What the task requires: List every line of the records below that contains the word "post", and treat uppercase and lowercase as different.

[Location labeling records]
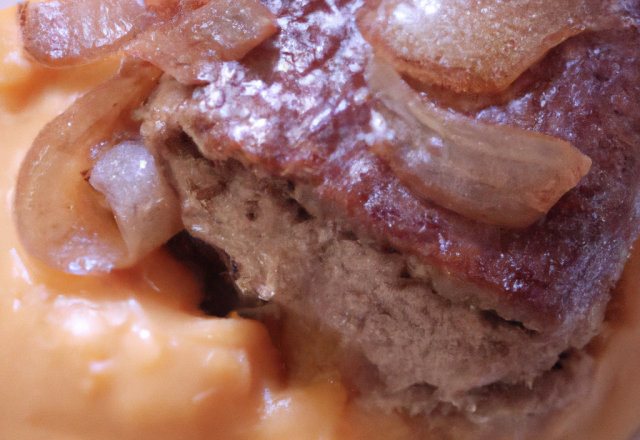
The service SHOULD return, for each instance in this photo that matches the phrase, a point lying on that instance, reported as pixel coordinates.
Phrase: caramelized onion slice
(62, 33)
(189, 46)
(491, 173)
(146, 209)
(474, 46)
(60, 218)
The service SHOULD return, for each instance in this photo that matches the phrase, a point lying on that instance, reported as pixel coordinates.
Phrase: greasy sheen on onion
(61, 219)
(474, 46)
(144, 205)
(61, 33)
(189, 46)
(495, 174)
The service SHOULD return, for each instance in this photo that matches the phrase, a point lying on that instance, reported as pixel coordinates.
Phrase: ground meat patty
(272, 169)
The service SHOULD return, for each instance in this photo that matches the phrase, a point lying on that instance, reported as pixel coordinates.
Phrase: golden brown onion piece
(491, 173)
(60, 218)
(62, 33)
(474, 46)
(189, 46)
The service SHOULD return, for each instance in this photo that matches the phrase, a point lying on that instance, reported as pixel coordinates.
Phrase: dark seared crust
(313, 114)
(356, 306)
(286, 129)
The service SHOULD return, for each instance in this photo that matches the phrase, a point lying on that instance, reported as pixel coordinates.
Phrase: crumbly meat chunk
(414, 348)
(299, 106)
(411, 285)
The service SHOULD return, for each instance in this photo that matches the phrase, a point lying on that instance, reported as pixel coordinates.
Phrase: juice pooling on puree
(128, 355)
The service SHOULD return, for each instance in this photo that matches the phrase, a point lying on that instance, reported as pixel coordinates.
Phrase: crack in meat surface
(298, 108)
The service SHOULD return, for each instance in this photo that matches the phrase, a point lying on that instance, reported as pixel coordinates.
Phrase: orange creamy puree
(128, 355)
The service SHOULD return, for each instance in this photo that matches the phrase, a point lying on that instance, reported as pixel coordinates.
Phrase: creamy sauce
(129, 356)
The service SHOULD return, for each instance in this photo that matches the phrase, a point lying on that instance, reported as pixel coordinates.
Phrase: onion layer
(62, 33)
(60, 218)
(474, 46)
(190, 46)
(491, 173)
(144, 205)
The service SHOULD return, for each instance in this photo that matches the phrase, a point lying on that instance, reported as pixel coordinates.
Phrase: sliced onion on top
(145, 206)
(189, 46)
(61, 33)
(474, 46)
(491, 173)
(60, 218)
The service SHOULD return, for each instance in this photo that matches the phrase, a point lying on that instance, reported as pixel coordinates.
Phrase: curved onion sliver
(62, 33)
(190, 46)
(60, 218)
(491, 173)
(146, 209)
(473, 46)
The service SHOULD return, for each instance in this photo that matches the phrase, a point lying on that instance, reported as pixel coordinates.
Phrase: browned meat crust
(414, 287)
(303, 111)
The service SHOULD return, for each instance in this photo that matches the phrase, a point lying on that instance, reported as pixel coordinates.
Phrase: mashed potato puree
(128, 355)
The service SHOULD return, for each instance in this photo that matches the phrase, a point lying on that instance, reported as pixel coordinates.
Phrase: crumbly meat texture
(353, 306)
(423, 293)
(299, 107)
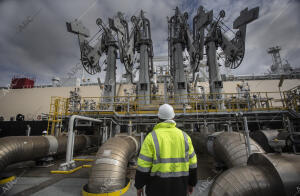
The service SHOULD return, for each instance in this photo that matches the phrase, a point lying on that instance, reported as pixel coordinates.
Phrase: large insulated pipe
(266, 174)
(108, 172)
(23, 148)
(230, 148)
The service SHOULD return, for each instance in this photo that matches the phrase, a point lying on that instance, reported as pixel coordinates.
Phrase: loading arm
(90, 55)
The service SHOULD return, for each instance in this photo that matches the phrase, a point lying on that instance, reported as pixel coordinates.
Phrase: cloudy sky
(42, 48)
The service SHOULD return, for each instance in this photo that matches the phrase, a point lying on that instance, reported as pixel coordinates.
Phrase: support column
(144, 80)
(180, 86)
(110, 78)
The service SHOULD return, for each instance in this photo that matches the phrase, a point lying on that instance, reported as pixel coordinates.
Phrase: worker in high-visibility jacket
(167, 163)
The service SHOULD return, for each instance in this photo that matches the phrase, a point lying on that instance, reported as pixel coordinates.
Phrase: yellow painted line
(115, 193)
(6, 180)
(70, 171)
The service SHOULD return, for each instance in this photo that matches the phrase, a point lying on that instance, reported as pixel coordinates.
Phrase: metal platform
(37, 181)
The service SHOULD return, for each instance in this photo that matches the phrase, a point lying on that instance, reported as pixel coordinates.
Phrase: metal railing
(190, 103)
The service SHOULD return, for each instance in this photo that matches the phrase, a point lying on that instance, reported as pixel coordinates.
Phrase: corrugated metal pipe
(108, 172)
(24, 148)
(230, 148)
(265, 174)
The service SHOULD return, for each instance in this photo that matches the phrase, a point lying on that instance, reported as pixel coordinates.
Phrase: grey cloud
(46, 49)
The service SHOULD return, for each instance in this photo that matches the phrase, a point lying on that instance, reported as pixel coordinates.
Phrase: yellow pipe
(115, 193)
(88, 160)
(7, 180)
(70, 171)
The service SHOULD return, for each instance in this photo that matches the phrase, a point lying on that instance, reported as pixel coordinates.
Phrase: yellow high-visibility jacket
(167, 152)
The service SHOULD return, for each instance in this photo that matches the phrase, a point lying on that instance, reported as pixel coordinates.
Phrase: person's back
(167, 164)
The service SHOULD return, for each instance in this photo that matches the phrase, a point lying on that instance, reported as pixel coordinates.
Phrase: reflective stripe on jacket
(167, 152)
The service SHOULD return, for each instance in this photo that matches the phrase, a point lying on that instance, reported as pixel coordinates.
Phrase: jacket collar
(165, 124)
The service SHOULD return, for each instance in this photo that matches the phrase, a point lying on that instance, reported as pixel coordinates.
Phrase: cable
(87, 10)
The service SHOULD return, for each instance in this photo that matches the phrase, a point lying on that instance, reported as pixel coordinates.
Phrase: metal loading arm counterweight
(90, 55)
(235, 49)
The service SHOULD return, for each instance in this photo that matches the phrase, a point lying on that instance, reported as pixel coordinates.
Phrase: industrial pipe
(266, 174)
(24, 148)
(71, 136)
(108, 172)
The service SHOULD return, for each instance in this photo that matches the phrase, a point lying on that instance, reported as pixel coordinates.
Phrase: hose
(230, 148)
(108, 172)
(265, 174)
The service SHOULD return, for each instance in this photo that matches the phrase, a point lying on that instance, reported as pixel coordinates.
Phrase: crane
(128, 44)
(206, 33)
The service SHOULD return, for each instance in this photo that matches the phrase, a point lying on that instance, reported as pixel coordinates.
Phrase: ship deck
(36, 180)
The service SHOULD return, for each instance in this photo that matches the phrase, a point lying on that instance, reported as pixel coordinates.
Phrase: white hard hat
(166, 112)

* * *

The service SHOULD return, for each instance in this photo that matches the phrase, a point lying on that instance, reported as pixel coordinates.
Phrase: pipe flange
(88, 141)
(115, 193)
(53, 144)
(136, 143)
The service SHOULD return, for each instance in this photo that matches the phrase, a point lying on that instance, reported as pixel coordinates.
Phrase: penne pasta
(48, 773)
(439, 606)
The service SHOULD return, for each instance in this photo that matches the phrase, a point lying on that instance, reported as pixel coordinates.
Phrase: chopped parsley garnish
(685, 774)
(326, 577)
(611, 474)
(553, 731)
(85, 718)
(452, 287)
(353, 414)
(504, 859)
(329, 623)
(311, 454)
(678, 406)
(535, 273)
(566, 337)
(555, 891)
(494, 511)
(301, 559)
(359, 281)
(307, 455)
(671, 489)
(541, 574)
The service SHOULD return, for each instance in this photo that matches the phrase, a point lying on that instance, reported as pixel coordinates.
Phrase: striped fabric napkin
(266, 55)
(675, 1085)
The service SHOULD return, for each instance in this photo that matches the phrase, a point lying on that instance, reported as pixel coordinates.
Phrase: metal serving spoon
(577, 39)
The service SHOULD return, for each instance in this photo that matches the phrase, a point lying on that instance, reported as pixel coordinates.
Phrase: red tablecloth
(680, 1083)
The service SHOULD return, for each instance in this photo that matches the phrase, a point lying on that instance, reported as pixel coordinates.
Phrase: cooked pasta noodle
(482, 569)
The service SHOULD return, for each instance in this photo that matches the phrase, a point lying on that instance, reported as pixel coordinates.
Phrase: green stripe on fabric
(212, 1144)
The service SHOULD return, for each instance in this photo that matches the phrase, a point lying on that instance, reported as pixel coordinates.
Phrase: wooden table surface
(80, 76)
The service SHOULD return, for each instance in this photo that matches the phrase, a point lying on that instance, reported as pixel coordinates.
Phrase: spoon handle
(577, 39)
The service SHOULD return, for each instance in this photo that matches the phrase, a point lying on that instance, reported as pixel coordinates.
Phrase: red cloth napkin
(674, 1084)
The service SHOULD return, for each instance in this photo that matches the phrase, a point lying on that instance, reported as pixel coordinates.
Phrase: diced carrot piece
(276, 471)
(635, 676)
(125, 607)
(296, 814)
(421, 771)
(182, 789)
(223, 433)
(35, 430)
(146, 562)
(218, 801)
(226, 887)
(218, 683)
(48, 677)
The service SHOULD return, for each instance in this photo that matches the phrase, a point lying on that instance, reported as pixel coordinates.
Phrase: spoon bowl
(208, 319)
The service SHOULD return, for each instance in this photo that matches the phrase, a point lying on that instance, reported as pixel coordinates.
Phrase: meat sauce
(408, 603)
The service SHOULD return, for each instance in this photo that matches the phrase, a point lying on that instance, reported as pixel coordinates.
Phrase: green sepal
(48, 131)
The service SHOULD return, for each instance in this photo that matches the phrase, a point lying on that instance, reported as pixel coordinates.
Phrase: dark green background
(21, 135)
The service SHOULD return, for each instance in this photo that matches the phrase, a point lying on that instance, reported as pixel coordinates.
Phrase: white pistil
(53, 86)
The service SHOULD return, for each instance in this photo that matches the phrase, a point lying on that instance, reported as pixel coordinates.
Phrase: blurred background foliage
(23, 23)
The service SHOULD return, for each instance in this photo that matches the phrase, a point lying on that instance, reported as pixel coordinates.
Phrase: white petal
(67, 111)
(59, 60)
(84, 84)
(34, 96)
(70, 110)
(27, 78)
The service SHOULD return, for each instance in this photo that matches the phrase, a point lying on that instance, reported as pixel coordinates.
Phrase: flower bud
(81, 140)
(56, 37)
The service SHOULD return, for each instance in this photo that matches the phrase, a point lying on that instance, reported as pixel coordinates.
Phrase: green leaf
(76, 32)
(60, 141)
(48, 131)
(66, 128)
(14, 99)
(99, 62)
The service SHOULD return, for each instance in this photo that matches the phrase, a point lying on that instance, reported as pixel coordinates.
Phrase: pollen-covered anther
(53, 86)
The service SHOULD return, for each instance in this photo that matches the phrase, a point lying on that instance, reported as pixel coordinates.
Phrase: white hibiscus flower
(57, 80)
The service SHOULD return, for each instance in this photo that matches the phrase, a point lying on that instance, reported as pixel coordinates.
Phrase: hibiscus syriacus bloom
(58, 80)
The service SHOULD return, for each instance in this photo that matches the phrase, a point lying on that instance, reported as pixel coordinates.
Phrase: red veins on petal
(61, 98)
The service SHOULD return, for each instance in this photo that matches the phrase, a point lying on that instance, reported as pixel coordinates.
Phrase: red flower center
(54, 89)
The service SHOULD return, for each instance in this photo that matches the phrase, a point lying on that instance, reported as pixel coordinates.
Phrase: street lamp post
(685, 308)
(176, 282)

---

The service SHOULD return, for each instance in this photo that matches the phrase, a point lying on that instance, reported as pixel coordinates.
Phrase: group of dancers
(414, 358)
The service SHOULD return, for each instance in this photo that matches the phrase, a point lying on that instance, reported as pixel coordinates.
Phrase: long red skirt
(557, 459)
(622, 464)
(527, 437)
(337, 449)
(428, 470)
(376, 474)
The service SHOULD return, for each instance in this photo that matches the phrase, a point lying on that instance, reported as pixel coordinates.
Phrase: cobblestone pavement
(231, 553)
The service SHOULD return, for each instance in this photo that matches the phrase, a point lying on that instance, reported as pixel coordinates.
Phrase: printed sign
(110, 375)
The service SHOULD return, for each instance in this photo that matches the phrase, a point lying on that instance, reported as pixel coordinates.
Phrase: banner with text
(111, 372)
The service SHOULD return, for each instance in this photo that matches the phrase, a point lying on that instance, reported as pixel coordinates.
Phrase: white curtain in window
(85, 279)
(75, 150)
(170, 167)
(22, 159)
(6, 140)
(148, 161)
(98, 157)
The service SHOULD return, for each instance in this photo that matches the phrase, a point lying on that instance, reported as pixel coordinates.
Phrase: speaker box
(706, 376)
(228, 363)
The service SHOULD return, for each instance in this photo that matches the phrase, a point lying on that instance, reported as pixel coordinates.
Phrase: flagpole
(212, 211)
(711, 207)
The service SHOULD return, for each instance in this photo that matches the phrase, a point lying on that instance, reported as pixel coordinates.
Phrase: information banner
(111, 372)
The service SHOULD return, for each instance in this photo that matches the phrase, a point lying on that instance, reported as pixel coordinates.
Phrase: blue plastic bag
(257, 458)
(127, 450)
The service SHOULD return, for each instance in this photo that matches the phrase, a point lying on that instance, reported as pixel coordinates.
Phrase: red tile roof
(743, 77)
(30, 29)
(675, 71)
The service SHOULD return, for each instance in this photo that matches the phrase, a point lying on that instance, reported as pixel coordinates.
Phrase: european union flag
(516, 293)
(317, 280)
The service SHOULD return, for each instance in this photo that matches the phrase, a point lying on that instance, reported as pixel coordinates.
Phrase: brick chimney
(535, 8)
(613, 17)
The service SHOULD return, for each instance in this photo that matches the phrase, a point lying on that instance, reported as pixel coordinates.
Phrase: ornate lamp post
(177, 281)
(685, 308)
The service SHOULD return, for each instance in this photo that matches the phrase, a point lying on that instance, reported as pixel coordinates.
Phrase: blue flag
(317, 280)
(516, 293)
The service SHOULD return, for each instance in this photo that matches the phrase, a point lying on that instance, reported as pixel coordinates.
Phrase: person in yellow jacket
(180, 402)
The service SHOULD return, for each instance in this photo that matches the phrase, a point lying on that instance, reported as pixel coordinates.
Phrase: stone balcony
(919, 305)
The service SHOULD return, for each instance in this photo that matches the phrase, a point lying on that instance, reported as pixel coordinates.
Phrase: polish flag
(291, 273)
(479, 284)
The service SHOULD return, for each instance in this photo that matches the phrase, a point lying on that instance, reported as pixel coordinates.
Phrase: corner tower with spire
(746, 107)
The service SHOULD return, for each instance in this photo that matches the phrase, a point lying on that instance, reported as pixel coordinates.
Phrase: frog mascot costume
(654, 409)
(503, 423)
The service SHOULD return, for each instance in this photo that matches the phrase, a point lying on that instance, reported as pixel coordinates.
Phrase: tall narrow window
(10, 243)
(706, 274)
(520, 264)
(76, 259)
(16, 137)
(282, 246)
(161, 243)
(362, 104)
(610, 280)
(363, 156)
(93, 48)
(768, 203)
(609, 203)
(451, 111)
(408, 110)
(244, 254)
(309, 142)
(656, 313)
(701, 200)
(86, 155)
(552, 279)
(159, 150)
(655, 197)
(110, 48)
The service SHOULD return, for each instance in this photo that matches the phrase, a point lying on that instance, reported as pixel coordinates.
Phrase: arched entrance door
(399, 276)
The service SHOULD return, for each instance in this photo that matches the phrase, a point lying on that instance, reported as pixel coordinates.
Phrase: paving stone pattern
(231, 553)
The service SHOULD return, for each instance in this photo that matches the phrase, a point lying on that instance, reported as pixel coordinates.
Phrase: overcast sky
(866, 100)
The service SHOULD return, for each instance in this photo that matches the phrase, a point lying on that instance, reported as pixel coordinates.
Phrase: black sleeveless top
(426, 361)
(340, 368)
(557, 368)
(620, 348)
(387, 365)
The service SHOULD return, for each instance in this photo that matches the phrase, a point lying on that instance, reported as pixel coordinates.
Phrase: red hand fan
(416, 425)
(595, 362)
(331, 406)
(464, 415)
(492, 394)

Output for this task:
Phrase: street lamp post
Phrase: ornate lamp post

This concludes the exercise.